### Directions for this task
Write out the listing lines from the start of the listing through the line that contains "x=183, y=581", inclusive, as a numbered list with blank lines left out.

-- BEGIN Input material --

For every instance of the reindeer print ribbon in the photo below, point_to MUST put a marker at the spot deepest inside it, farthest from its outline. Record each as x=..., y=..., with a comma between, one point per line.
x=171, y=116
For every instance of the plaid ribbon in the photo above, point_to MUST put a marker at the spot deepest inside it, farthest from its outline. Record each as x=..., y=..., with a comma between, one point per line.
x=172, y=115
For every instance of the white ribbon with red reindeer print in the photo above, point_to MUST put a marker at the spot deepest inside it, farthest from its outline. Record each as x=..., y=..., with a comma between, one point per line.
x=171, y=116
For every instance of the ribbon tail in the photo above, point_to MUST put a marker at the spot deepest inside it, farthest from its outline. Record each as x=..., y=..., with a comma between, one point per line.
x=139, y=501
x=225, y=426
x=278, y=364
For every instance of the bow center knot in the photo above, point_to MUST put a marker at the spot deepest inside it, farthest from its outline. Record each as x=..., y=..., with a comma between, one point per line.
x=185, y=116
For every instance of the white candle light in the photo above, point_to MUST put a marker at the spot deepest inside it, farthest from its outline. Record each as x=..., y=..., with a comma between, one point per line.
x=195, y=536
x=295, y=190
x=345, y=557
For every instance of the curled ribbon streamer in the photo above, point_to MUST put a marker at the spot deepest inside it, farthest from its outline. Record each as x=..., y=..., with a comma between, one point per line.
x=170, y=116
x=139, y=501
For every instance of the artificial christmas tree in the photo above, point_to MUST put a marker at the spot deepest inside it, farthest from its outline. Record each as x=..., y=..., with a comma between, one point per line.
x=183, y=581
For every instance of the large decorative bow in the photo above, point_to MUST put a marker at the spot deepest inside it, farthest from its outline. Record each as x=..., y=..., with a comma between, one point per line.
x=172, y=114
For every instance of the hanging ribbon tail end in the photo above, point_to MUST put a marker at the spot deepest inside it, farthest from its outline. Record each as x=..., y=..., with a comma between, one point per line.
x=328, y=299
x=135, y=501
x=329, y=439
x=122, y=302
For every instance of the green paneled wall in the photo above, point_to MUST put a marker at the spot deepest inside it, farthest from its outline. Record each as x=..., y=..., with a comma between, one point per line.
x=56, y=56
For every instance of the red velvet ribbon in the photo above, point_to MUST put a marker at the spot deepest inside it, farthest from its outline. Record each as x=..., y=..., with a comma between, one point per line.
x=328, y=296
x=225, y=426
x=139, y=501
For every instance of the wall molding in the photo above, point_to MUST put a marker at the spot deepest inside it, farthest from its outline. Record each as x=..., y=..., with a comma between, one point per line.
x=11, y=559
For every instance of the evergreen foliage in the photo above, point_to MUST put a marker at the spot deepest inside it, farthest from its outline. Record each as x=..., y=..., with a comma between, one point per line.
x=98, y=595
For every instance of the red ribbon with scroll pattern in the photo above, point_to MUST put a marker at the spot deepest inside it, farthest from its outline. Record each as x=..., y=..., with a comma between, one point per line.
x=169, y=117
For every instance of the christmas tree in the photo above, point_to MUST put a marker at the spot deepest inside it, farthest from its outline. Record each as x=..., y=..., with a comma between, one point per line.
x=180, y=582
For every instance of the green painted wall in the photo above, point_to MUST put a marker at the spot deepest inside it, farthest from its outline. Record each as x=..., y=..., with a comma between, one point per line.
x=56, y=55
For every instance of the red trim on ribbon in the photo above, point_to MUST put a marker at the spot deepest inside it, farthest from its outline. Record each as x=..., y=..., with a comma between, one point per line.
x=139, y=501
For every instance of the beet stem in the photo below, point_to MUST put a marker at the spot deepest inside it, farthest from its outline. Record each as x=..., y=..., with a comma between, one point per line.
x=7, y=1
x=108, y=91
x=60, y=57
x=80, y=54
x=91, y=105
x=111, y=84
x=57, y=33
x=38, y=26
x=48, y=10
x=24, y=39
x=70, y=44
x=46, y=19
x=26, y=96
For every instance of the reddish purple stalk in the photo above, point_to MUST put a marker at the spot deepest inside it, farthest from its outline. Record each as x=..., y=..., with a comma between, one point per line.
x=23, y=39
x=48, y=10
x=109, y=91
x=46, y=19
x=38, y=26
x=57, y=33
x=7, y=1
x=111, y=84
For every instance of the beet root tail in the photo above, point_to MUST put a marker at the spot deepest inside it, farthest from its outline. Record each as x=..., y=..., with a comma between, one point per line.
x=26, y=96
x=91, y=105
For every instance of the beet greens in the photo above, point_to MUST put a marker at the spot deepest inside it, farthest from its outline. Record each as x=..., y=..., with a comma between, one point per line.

-- END Input material --

### Exercise output
1. For every instance of the reindeer print ribbon in the photo below, point_to MUST put a marker at the spot deepest inside it, farthest from its outline. Record each as x=..., y=..., with a comma between, one point per line.
2. x=171, y=116
3. For every instance of the plaid ribbon in the photo above, point_to MUST put a marker at the spot deepest inside it, farthest from its outline. Record each as x=..., y=..., with a comma between, one point per line.
4. x=172, y=115
5. For every instance of the white ribbon with red reindeer print in the photo above, point_to MUST put a marker at the spot deepest inside it, farthest from its outline. Record each as x=..., y=..., with a comma between, one point per line.
6. x=171, y=116
7. For every instance of the ribbon tail in the photo above, point_to MUST put a marker at the spot deepest inside it, farthest from its outline. Record each as x=..., y=..., with a comma between, one point per line.
8. x=139, y=501
9. x=225, y=426
10. x=278, y=364
11. For every instance of the bow center knot in the photo above, point_to MUST put a marker at the spot deepest inside it, farthest from its outline. Record each as x=..., y=..., with a comma between, one point per line.
12. x=185, y=116
13. For every instance of the white candle light in the photo above, point_to MUST put a marker at the spot deepest inside it, farthest from its outline. Record each as x=..., y=..., with a comma between, one point per line.
14. x=195, y=536
15. x=295, y=190
16. x=345, y=557
17. For every instance of the curled ribbon streamer in the photo above, point_to MUST put a marker at the spot deepest inside it, farthest from its outline. Record each as x=..., y=..., with a comma between, one point per line.
18. x=170, y=116
19. x=139, y=501
20. For every instance of the artificial christmas tree in the photo above, point_to MUST put a marker at the spot deepest inside it, farthest from its outline. Record each as x=..., y=..., with a comma between, one point per line.
21. x=183, y=581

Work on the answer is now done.